## THE REQUEST
Rewrite the stretch of the records from the line containing "Where can the man in red shirt be seen here?" through the line containing "x=92, y=211", swapping "red shirt" for "blue jacket" and leaving everything else unchanged. Give only those lines.

## RECORDS FOR PROCESSING
====
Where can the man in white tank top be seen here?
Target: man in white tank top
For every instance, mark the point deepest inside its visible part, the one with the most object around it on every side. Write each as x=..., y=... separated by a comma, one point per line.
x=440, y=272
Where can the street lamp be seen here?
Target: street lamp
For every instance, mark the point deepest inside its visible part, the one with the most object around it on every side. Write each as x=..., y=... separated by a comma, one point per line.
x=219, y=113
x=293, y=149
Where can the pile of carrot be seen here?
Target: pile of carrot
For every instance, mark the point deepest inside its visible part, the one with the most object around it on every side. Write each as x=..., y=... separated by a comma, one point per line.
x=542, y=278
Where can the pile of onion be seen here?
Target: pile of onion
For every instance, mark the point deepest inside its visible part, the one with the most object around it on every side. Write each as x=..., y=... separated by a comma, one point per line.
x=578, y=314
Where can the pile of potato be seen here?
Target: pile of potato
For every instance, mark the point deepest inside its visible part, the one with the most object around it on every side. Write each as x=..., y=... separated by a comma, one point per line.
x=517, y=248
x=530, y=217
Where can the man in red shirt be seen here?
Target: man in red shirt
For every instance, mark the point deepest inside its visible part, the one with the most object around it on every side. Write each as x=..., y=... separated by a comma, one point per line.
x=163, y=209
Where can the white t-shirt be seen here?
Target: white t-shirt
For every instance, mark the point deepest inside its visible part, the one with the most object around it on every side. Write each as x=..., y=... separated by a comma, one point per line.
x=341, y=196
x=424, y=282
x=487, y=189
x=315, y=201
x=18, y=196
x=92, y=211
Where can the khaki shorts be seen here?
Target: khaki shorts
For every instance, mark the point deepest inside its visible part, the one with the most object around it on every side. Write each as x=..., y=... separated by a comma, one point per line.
====
## RIGHT ANSWER
Where can the man in blue jacket be seen here?
Target: man in blue jacket
For every instance, mark the point deepest inside its visible part, the one with the most object around it on every side. Write each as x=..., y=... separated by a comma, one point per line.
x=163, y=209
Where can the white t-shirt be seen here?
Target: white t-shirt
For every instance, mark the point deepest inside its visible part, the one with the most object around it on every side. Write each as x=..., y=... separated by a comma, one point per line.
x=341, y=196
x=424, y=282
x=487, y=189
x=315, y=201
x=18, y=196
x=92, y=211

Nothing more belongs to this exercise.